Requirements » Copy the items word for word, starting at the line that contains "In this picture, where can the woman's eyebrow" and continuing through the last line of the items.

Given information »
- - -
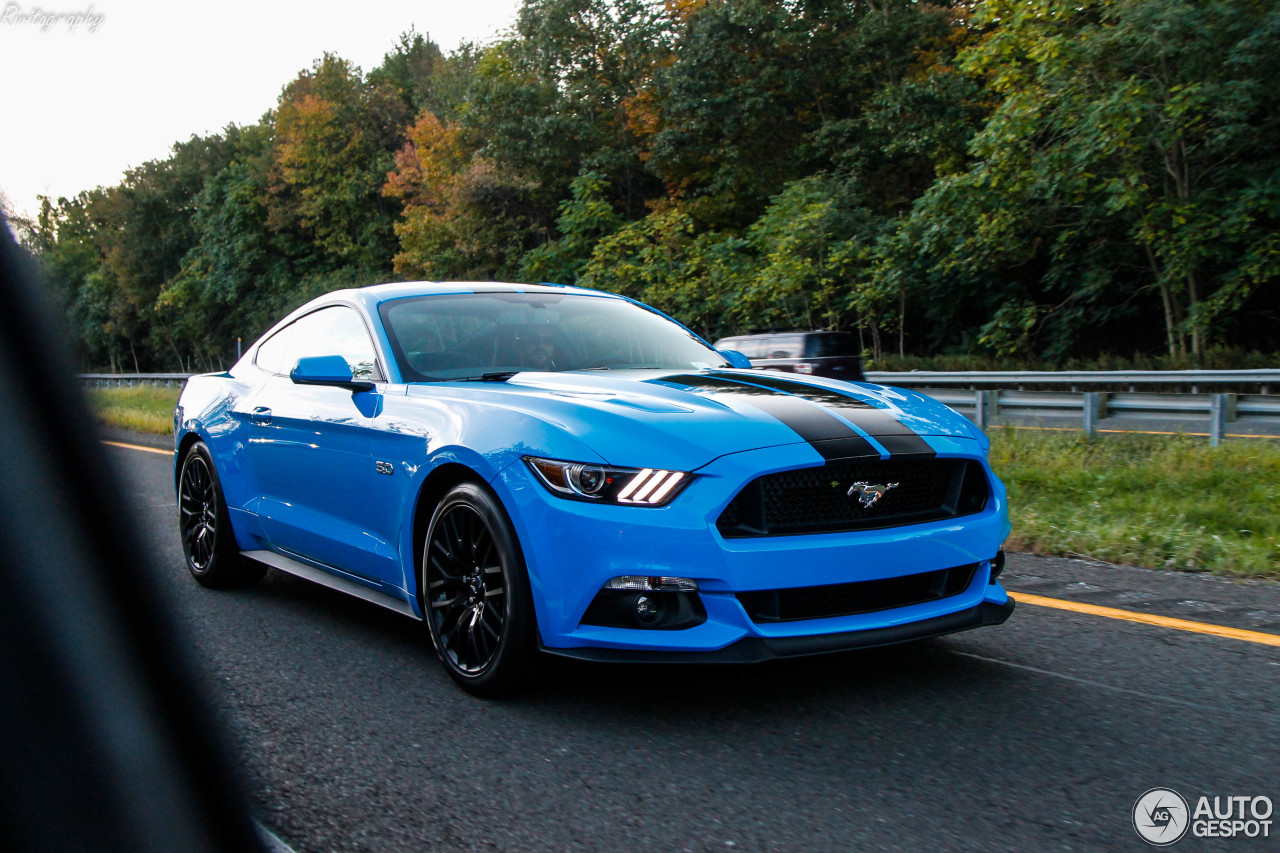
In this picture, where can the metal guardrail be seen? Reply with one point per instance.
(982, 404)
(115, 379)
(1265, 379)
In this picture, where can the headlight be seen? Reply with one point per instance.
(625, 486)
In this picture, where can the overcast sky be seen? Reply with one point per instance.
(85, 100)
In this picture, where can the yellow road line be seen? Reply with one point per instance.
(1150, 619)
(146, 450)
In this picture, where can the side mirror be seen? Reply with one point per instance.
(327, 370)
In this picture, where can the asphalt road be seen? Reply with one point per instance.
(1034, 735)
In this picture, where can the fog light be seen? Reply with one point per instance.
(643, 583)
(647, 610)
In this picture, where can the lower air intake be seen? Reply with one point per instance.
(858, 597)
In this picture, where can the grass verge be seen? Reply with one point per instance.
(1157, 501)
(142, 409)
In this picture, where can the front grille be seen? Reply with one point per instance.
(858, 597)
(817, 500)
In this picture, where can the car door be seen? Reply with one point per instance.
(311, 452)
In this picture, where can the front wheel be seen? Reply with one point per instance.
(208, 542)
(475, 594)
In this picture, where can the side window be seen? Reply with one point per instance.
(270, 352)
(334, 331)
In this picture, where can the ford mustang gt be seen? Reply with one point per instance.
(540, 469)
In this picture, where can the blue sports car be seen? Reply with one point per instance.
(540, 469)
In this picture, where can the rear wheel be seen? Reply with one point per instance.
(475, 594)
(208, 542)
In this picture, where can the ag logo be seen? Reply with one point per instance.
(1161, 816)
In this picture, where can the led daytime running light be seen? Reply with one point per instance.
(592, 482)
(641, 583)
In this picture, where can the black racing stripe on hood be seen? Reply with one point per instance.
(897, 438)
(824, 433)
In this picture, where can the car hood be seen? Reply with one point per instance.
(686, 419)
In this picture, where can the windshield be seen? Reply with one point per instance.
(465, 336)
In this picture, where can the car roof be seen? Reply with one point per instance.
(375, 295)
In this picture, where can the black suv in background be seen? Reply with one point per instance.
(821, 354)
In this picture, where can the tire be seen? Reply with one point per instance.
(475, 594)
(208, 541)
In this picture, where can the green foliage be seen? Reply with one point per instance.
(1031, 181)
(1147, 501)
(140, 409)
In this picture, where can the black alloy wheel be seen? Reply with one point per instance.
(475, 593)
(208, 541)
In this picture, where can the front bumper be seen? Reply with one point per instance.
(757, 649)
(572, 548)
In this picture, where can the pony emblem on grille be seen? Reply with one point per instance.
(868, 493)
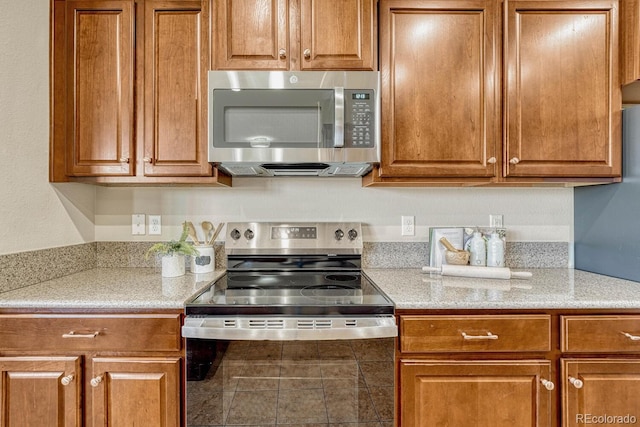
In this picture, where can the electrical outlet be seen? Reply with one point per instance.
(137, 224)
(495, 221)
(155, 224)
(408, 225)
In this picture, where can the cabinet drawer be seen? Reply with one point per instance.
(430, 334)
(155, 332)
(595, 334)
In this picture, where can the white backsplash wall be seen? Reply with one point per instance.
(34, 214)
(530, 214)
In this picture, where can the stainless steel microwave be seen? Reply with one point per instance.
(288, 123)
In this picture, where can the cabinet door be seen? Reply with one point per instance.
(143, 391)
(630, 40)
(475, 393)
(563, 97)
(99, 87)
(337, 34)
(440, 86)
(175, 89)
(40, 392)
(251, 34)
(605, 393)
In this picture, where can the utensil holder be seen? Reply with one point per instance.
(204, 262)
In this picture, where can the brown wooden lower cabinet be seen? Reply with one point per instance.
(475, 393)
(101, 369)
(496, 368)
(140, 391)
(603, 392)
(40, 391)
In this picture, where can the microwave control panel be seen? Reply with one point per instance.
(359, 118)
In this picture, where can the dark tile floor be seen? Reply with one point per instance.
(295, 384)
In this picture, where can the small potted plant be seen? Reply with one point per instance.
(173, 253)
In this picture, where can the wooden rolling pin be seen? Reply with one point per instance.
(480, 272)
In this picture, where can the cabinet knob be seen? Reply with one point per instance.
(74, 334)
(95, 382)
(549, 385)
(631, 337)
(66, 380)
(489, 336)
(577, 383)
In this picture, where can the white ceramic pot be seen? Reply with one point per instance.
(173, 265)
(204, 261)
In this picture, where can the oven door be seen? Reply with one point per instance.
(292, 383)
(302, 328)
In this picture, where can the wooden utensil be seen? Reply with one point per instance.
(191, 232)
(215, 233)
(207, 227)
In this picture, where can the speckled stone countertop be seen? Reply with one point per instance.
(144, 288)
(110, 288)
(552, 288)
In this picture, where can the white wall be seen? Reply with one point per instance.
(541, 214)
(35, 214)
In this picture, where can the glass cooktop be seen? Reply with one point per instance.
(291, 293)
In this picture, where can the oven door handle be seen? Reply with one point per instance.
(240, 328)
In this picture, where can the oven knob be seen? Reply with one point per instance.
(235, 234)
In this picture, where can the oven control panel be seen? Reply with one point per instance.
(290, 236)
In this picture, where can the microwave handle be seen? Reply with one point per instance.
(338, 136)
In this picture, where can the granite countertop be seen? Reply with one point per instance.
(144, 288)
(111, 288)
(552, 288)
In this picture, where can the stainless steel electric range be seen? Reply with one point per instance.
(293, 314)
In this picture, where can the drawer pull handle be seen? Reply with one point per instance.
(577, 383)
(549, 385)
(66, 380)
(489, 336)
(95, 382)
(74, 334)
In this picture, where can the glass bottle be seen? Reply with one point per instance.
(495, 251)
(478, 250)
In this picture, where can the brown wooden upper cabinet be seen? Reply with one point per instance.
(129, 92)
(480, 92)
(93, 129)
(294, 34)
(563, 96)
(630, 40)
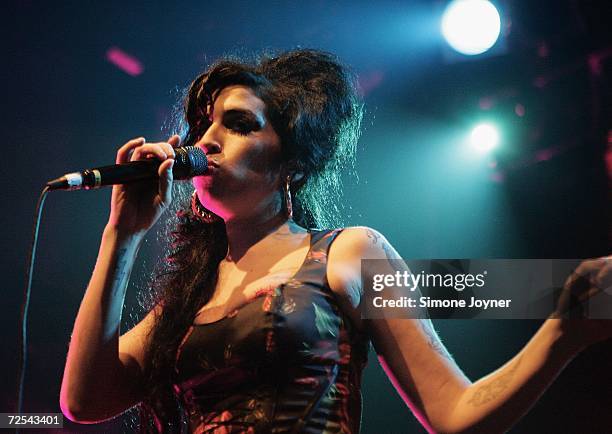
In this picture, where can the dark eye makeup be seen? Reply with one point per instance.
(241, 121)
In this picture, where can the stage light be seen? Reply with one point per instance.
(471, 26)
(484, 137)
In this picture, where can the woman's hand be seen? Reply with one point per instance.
(590, 279)
(136, 207)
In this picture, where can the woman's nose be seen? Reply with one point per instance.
(210, 148)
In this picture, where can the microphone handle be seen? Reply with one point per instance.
(120, 173)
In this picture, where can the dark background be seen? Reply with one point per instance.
(543, 194)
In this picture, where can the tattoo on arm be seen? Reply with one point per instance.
(492, 390)
(432, 339)
(372, 235)
(123, 271)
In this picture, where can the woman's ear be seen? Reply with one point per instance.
(292, 169)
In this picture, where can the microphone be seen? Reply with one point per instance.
(189, 161)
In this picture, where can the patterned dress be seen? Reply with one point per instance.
(288, 361)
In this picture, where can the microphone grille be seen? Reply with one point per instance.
(189, 161)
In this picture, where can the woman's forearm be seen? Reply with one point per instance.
(93, 371)
(495, 402)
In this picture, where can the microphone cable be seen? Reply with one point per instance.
(23, 342)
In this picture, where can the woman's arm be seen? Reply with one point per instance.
(103, 372)
(424, 373)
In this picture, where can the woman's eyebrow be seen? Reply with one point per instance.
(251, 116)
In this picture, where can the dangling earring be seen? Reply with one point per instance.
(287, 194)
(201, 212)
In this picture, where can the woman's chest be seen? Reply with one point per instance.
(287, 325)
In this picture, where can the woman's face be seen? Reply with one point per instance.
(244, 154)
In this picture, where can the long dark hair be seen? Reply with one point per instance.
(312, 104)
- - -
Expected answer »
In this picture, where can the woman's eyebrow be seen? Reply with one point per instance.
(251, 116)
In this picture, where can the dangling earring be seen? Reply with one point per instance.
(287, 194)
(201, 212)
In this picture, where can the woman's chest be seen? Reply with one point per instance.
(287, 325)
In this picture, where can the woman's face be seen? Reply with one point per instance.
(244, 154)
In this picture, where can the long dark hair be seen? Reply with one point per instance.
(312, 104)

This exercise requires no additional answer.